> **Goal**
Copy the data below exactly.
════
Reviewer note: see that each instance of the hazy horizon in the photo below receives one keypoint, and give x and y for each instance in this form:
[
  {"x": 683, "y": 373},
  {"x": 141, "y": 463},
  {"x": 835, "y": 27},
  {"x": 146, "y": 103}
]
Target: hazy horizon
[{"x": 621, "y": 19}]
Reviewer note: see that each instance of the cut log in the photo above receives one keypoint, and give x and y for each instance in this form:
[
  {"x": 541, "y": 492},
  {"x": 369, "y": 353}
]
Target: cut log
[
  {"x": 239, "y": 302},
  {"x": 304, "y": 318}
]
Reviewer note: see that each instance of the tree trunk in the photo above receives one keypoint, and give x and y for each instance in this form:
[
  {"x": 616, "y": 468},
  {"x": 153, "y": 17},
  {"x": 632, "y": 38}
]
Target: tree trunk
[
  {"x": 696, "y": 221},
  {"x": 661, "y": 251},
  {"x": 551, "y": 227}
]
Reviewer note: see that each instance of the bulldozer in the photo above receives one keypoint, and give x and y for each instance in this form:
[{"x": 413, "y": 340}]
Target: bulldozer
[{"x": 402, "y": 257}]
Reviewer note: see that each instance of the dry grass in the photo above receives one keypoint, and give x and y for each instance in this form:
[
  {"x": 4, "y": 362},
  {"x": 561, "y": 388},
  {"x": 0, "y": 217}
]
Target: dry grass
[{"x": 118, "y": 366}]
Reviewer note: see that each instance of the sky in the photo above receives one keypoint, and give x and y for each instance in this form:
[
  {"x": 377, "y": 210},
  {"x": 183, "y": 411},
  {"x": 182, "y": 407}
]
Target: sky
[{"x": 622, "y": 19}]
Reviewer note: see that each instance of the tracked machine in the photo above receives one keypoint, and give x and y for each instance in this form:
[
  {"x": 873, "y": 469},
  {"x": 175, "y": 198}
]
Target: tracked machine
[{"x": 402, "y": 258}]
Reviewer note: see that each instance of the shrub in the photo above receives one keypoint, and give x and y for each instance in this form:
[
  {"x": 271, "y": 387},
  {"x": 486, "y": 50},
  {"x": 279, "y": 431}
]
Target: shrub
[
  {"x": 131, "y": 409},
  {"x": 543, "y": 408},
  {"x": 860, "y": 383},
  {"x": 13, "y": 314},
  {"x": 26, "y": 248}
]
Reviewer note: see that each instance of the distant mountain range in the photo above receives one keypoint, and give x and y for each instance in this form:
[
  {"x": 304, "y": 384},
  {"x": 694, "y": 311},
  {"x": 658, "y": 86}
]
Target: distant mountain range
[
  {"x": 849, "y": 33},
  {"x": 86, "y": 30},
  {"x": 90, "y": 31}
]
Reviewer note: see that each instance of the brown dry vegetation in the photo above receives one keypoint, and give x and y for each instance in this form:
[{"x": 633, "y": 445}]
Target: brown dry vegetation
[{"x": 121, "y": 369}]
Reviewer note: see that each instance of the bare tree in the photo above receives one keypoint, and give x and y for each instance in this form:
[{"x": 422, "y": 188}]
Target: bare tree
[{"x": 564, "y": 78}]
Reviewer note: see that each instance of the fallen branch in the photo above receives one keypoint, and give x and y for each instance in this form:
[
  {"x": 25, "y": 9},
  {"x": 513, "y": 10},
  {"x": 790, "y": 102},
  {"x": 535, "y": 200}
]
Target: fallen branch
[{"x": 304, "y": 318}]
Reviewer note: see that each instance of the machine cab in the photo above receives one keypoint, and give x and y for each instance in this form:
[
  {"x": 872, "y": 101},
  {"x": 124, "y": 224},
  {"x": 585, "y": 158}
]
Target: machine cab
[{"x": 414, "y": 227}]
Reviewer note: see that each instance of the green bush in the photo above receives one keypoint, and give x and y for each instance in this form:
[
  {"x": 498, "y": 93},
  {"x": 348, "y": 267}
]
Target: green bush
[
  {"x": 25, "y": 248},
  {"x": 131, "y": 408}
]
════
> **Written reply**
Reviewer note: see that each instance of the hazy horizon in the photo below receives one keypoint, and give x and y for each instance in this form:
[
  {"x": 683, "y": 373},
  {"x": 141, "y": 463},
  {"x": 835, "y": 27},
  {"x": 146, "y": 103}
]
Target: hazy horizon
[{"x": 621, "y": 19}]
Reviewer note: see that each instance of the cut log in the photo above receives one keypoint, and give x and y for each instance in this form:
[
  {"x": 541, "y": 492},
  {"x": 369, "y": 353}
]
Target: cut log
[
  {"x": 239, "y": 302},
  {"x": 304, "y": 318}
]
Reviewer note: see that each instance of the tree trunk in the photo above receives one keypoint, and give x and y for each instance in this form:
[
  {"x": 616, "y": 468},
  {"x": 153, "y": 17},
  {"x": 632, "y": 38}
]
Target: tree trunk
[
  {"x": 696, "y": 221},
  {"x": 661, "y": 251},
  {"x": 551, "y": 227}
]
Reviewer note: see that each instance of the bulldozer in the photo above receives one keypoint, and give x and y for each instance in this form:
[{"x": 413, "y": 340}]
Target: bulldozer
[{"x": 402, "y": 257}]
Reviewer note: see that each instance of the dry grass in the photo above receives one keypoint, and give x and y for each instance in this form:
[
  {"x": 4, "y": 362},
  {"x": 561, "y": 388},
  {"x": 0, "y": 217}
]
Target: dry grass
[{"x": 118, "y": 366}]
Reviewer note: see that each instance of the sky in the photo above receives one keypoint, and give x and y for each instance in this form:
[
  {"x": 377, "y": 210},
  {"x": 183, "y": 411},
  {"x": 182, "y": 407}
]
Target: sky
[{"x": 622, "y": 19}]
Reviewer note: see that each instance of the tracked machine in the photo above receives one keypoint, and give x and y for each instance in this form:
[
  {"x": 873, "y": 469},
  {"x": 175, "y": 198}
]
Target: tracked machine
[{"x": 402, "y": 258}]
Reviewer note: see that each instance of the shrub in the photo above receives one keypoint, and give x and y for each instance in this form:
[
  {"x": 271, "y": 387},
  {"x": 486, "y": 50},
  {"x": 279, "y": 431}
]
Target: shrub
[
  {"x": 131, "y": 409},
  {"x": 543, "y": 408},
  {"x": 860, "y": 383},
  {"x": 13, "y": 314},
  {"x": 26, "y": 248}
]
Reviewer note: see that each instance of the distant mountain range in the photo above receives one keypoint, and give x and y for each instance in this form:
[
  {"x": 304, "y": 384},
  {"x": 694, "y": 311},
  {"x": 658, "y": 86}
]
Target: distant mountain range
[
  {"x": 849, "y": 33},
  {"x": 86, "y": 30},
  {"x": 90, "y": 31}
]
Reviewer note: see that each instance of the brown dry vegetation in the photo above receives one keypoint, and give x and y for each instance in this form:
[{"x": 633, "y": 445}]
Target: brown dry vegetation
[{"x": 121, "y": 369}]
Reviewer note: see that each instance of the bare tree in the photo above receives one keypoint, and give x and y for each instance in this form:
[{"x": 422, "y": 188}]
Target: bare tree
[{"x": 564, "y": 78}]
Reviewer note: see that each instance of the fallen branch in the photo above receives one keypoint, and give x and y for each instance in this form:
[
  {"x": 25, "y": 9},
  {"x": 513, "y": 10},
  {"x": 790, "y": 102},
  {"x": 535, "y": 200}
]
Target: fallen branch
[{"x": 304, "y": 318}]
Reviewer note: see that each instance of the machine cab in the photo above receives one keypoint, and give x and y for each instance in this form:
[
  {"x": 872, "y": 101},
  {"x": 124, "y": 224},
  {"x": 585, "y": 158}
]
Target: machine cab
[{"x": 414, "y": 227}]
Reviewer note: see that each instance of the green bush in the photo above receives one keypoint, and give x and y for each instance in this form:
[
  {"x": 498, "y": 93},
  {"x": 348, "y": 267}
]
Target: green bush
[
  {"x": 25, "y": 248},
  {"x": 131, "y": 408}
]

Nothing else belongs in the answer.